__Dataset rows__
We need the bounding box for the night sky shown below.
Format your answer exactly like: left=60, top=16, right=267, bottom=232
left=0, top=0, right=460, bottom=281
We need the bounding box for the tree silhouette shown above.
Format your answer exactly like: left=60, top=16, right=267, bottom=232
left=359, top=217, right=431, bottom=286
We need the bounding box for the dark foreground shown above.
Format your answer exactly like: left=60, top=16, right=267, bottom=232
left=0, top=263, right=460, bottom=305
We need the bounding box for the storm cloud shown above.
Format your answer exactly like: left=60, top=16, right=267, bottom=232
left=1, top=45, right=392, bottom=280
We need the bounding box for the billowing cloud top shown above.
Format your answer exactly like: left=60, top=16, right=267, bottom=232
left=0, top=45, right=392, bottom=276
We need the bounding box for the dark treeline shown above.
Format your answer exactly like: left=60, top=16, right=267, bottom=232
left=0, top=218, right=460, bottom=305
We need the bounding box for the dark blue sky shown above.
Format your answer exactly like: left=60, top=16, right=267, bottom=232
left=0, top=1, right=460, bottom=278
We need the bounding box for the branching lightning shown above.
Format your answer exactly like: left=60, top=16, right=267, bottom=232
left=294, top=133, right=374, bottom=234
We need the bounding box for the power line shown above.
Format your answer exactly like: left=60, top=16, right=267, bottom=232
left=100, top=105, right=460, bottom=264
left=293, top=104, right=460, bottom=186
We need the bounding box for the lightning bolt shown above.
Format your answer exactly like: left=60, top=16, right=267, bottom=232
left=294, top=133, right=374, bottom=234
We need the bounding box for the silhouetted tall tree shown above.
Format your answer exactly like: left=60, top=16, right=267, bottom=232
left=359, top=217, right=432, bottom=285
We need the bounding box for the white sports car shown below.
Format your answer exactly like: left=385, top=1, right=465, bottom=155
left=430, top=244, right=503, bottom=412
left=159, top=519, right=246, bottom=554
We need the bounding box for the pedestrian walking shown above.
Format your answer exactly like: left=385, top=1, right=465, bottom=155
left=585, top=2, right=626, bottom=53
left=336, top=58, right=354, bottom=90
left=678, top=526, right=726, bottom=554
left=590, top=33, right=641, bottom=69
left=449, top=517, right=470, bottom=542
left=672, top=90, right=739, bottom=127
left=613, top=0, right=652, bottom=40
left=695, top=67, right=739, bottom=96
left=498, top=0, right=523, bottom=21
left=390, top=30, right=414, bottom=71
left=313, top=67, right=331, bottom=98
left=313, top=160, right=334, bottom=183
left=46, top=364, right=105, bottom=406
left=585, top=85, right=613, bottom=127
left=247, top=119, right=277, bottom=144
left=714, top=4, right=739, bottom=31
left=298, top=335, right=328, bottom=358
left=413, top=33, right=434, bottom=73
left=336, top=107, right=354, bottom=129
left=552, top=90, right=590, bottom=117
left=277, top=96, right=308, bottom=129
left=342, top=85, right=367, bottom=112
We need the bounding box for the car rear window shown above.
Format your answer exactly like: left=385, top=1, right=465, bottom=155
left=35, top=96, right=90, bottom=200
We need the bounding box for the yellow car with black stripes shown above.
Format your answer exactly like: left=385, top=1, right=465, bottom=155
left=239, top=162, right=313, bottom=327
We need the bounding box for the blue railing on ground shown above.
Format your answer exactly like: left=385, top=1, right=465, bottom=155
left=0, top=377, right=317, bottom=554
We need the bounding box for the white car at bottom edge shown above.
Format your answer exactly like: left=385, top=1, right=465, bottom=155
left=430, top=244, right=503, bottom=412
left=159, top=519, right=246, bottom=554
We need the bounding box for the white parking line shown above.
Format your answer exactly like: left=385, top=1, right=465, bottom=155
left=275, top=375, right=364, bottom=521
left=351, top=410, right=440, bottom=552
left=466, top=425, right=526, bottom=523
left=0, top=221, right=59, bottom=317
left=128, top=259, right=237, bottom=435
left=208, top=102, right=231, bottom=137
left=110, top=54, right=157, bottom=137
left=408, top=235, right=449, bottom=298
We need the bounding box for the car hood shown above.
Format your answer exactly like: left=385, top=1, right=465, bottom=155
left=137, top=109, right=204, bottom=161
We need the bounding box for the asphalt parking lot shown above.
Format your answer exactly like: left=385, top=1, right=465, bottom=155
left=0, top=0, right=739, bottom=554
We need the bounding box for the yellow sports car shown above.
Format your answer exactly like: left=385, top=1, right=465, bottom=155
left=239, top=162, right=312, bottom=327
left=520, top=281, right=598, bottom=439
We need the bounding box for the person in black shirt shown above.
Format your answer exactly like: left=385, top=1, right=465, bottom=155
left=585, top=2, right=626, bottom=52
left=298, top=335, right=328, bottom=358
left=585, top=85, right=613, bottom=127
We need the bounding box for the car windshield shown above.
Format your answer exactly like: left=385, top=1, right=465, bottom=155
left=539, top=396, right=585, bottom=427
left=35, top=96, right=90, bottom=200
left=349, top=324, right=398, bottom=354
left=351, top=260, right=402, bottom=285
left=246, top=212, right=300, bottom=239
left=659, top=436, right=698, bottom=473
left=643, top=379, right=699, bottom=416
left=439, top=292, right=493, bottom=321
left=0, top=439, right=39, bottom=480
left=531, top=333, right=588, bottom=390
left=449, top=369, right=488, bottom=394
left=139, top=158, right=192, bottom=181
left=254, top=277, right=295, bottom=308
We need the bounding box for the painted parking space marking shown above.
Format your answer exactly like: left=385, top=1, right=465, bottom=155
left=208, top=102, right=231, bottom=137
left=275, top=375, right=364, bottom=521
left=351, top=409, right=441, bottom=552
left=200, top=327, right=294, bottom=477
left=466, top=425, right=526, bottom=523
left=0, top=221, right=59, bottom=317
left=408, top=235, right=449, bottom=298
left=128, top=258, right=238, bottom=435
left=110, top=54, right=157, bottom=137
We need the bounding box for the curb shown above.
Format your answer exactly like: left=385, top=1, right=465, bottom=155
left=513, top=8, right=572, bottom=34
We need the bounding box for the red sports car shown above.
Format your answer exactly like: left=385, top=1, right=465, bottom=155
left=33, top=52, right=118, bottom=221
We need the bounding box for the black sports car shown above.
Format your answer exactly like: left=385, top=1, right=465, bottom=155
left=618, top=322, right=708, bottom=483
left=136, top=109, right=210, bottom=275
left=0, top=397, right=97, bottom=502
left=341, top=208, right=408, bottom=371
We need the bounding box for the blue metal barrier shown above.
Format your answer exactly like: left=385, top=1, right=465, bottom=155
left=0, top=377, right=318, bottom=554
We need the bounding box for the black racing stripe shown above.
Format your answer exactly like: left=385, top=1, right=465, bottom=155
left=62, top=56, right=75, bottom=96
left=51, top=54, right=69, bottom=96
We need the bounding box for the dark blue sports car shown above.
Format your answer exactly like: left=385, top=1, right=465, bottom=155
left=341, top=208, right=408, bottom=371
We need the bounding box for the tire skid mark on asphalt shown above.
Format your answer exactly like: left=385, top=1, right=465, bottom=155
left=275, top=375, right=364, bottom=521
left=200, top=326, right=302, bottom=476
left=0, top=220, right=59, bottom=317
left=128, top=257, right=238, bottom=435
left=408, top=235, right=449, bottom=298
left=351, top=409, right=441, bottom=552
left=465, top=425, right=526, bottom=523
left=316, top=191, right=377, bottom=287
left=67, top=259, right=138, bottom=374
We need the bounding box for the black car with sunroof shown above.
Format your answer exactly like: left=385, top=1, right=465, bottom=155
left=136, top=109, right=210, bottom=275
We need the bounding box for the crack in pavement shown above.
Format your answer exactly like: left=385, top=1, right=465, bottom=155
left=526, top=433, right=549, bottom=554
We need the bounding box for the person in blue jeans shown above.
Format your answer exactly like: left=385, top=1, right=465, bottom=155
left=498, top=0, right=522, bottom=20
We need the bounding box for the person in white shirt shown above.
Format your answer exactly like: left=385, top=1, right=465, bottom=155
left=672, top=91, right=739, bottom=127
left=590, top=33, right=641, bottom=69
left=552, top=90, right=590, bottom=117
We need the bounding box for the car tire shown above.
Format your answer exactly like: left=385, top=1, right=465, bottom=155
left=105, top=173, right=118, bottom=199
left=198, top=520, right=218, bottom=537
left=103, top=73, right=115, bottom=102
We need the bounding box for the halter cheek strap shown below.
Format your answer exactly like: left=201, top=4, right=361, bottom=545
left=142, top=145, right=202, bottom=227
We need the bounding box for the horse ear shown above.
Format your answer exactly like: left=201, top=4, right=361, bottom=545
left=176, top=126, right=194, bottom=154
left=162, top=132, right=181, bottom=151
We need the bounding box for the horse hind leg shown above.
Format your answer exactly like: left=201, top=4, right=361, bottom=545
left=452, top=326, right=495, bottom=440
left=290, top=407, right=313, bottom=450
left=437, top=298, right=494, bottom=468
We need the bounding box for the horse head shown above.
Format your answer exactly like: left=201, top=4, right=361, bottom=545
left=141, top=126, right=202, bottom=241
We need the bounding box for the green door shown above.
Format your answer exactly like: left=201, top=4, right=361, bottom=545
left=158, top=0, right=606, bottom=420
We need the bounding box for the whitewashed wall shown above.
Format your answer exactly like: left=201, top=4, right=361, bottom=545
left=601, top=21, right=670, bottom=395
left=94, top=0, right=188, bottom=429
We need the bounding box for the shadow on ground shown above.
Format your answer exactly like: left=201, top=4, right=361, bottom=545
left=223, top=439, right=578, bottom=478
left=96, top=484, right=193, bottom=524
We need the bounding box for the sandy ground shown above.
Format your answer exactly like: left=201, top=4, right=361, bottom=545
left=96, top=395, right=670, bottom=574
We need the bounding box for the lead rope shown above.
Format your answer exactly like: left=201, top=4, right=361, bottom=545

__Exercise aim__
From the listing above, pick out every line that contains the string "dark" and copy each one in full. Match case exactly.

__Expected output__
We need the bounding box for the dark foreground shown above.
We need the bounding box for the dark treeline shown above.
We need the bounding box for the dark blue sky shown above.
We need the bounding box for the dark blue sports car shown above.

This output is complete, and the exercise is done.